## ОБЯЗАТЕЛЬНОЕ ЗАДАНИЕ
Перепишите все записи ниже полностью, включая текст запросов, и увеличьте на 126 каждую координату точек в ответах. Изображения в ответ не включайте.

···

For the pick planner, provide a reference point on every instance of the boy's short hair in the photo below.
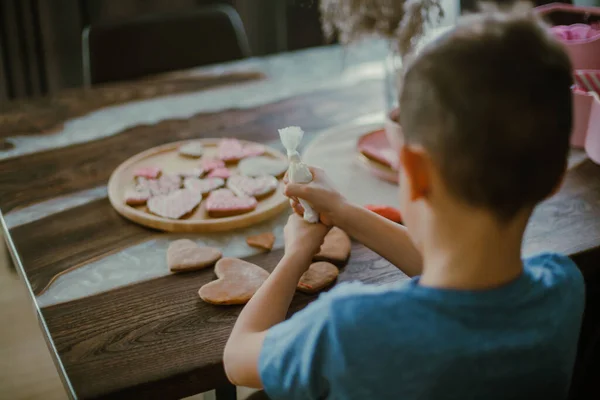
(491, 102)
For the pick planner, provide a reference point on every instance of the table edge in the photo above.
(41, 321)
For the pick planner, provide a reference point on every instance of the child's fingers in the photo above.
(296, 190)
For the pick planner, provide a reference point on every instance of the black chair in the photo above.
(154, 44)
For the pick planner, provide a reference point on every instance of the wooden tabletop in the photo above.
(155, 338)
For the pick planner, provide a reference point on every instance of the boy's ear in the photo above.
(558, 184)
(415, 164)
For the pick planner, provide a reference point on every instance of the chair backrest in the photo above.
(154, 44)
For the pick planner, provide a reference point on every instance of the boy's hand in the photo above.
(321, 195)
(303, 238)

···

## ПИСЬМЕННЫЙ ОТВЕТ
For the pick planner, provide a reference point on every instance of the boy's short hair in the photo below.
(617, 228)
For the pick planner, provide a reference point on every instance of the table edge in the photo above.
(167, 447)
For the pick planner, provide a reference point on every instance of the child's fingers in the photo above.
(422, 316)
For the pick planner, provide a reference point on every instance of the black chair in the photo above.
(280, 170)
For the pick planner, provide a reference point on every instance of the wooden tabletop in the photo above.
(281, 464)
For the pick planner, provide a reference point on every instance of the boy's ear in the photo above.
(684, 310)
(541, 290)
For the pick planner, provide a reference point on every instance of the chair backrest in the photo above.
(280, 170)
For the pick planner, provide a reference point on every instance of the boy's hand in the photo above.
(447, 321)
(429, 364)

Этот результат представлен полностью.